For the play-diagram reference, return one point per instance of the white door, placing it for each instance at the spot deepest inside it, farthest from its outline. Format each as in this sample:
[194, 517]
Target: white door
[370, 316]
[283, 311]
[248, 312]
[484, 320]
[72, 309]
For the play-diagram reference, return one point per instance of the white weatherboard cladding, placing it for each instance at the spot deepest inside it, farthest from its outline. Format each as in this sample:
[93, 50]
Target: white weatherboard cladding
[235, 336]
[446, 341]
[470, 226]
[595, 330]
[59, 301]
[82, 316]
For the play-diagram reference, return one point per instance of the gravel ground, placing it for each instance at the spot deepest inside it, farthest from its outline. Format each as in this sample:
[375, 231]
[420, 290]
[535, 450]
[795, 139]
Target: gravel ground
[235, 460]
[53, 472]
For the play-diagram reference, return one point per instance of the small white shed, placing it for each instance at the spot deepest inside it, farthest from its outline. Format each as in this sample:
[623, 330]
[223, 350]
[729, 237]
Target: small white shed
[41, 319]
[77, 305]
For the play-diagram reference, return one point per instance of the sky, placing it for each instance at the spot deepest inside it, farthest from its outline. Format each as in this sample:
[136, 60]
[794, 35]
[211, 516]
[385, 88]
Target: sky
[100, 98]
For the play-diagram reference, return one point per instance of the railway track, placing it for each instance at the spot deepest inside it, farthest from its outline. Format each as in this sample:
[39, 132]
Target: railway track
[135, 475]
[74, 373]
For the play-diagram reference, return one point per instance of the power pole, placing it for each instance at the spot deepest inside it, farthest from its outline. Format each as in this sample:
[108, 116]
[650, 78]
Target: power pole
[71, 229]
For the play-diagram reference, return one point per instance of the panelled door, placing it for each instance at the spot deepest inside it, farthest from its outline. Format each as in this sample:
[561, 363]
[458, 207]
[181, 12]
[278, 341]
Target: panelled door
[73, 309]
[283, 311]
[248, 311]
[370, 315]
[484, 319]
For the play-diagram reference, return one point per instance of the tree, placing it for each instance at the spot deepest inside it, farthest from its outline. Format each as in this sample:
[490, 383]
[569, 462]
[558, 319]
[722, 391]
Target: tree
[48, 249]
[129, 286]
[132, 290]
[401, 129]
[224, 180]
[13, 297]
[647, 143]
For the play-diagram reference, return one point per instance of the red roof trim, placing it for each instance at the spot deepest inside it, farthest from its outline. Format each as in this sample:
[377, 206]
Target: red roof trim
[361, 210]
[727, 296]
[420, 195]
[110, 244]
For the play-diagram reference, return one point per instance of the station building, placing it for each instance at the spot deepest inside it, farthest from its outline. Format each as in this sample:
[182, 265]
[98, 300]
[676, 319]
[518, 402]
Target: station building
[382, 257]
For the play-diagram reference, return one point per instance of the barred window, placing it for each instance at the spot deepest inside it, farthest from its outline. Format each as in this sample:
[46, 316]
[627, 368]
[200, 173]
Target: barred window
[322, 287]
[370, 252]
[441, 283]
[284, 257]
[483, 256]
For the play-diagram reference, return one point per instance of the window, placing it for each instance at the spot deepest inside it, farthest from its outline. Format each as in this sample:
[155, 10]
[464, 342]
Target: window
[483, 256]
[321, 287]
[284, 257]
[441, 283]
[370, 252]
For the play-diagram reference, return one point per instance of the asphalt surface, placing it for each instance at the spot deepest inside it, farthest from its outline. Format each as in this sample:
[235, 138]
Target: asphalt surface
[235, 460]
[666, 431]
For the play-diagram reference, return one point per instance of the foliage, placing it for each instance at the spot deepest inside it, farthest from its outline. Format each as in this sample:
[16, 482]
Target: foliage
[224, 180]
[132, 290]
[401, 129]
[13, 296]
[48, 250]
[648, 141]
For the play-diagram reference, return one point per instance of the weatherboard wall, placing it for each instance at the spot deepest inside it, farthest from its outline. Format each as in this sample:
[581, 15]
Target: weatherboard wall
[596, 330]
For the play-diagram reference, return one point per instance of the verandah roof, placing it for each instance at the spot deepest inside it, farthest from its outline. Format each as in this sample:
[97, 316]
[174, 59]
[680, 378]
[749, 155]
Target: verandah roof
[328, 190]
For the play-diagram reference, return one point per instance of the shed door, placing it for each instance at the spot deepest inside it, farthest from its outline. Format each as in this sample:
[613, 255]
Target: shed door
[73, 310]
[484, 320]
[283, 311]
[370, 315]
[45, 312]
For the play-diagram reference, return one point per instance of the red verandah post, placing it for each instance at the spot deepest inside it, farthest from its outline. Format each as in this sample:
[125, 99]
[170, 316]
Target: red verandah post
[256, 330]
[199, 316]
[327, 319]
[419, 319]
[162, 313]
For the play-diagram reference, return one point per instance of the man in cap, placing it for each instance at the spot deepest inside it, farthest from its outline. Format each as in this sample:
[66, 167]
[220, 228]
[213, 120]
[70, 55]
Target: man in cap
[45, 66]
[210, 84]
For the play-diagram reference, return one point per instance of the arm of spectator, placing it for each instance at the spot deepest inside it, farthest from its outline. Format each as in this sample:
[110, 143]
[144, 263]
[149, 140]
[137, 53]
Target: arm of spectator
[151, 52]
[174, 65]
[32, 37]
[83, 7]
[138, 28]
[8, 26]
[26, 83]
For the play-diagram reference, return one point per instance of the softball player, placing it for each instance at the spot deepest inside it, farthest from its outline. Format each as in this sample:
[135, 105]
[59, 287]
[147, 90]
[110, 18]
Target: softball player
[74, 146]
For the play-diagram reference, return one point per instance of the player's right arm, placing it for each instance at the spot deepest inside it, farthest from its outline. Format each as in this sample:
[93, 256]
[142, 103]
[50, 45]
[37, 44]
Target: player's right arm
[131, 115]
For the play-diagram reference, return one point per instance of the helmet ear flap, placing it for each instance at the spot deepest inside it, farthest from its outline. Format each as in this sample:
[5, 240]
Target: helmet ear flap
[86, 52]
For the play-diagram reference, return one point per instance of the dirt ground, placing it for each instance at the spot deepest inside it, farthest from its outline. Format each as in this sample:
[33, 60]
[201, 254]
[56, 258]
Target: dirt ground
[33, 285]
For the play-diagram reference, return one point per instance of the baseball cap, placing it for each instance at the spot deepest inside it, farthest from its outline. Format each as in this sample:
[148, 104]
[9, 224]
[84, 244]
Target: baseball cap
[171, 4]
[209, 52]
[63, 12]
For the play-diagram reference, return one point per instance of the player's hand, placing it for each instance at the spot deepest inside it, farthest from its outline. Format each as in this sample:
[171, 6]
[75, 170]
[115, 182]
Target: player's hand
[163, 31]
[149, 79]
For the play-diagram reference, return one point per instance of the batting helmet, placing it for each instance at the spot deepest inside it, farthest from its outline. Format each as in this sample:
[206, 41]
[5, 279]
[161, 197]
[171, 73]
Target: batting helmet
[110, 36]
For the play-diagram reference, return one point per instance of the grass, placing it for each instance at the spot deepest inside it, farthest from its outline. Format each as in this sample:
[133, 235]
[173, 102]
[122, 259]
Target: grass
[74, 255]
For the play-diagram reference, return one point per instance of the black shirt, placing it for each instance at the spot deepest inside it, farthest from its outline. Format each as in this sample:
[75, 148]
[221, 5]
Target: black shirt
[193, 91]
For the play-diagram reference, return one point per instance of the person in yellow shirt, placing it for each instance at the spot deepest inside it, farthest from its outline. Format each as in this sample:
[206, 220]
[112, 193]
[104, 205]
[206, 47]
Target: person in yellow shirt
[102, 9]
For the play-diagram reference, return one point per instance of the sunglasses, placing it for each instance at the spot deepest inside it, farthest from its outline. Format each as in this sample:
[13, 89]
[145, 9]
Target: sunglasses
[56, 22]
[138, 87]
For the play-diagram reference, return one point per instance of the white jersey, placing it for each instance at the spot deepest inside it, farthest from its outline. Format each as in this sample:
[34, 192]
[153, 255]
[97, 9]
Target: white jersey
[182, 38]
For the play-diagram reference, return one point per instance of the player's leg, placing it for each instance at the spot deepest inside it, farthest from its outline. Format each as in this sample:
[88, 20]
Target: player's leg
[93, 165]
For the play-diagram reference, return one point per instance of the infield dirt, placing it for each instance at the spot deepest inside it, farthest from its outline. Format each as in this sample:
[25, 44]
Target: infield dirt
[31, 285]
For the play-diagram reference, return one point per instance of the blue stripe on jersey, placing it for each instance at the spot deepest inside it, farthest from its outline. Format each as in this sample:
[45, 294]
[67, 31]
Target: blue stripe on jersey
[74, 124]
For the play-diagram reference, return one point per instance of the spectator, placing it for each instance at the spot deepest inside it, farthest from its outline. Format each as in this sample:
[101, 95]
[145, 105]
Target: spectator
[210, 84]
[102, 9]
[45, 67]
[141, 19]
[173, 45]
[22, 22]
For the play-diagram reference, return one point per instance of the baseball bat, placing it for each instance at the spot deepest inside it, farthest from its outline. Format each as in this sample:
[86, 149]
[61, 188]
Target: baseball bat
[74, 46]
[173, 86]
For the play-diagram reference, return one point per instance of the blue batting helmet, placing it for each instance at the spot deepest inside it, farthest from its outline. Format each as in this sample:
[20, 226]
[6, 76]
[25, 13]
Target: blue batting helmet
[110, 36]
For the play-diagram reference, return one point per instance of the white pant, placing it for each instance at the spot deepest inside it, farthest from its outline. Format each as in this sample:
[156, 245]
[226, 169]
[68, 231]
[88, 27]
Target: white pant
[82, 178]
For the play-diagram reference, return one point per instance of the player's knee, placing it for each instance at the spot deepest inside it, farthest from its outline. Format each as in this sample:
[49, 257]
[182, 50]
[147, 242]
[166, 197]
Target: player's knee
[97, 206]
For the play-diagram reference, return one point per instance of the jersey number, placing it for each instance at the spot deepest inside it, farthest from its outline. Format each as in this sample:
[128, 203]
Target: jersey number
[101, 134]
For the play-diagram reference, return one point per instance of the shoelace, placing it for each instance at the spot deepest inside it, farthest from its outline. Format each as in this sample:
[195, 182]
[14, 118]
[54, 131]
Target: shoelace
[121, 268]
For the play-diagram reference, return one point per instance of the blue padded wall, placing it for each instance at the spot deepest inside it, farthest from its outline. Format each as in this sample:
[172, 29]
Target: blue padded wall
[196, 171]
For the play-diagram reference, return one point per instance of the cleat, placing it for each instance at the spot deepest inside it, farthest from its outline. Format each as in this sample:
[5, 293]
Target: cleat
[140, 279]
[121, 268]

**TASK TO COMPLETE:**
Reproduce only the lines between the line containing "of the jersey" and the last line of the records, those two lines included, exactly.

**WORKED SOLUTION:**
For the play-diagram reference, return one point per instance of the jersey number, placing it for each instance at the spot deepest inside it, farthest from its outline. Format each as in this sample:
[128, 203]
Target: jersey number
[101, 134]
For the play-diagram reference, return one point per instance of the shoelace, placing it for each instance at the spot deepest inside it, farthest from its outline. Format each as in this sample:
[195, 182]
[14, 118]
[54, 131]
Target: shoelace
[121, 268]
For the play-diagram reference, return one point per instance of the blue padded wall, placing it for each instance at the spot deepest inside it, farthest from its outline. Format each as in this sample:
[172, 29]
Target: blue padded wall
[196, 171]
For the play-diagram reference, return one point per instance of the cleat, placing it for each instance at the spot deepest inside it, farthest from its outline. Format each as in this sample:
[5, 293]
Target: cleat
[140, 279]
[121, 268]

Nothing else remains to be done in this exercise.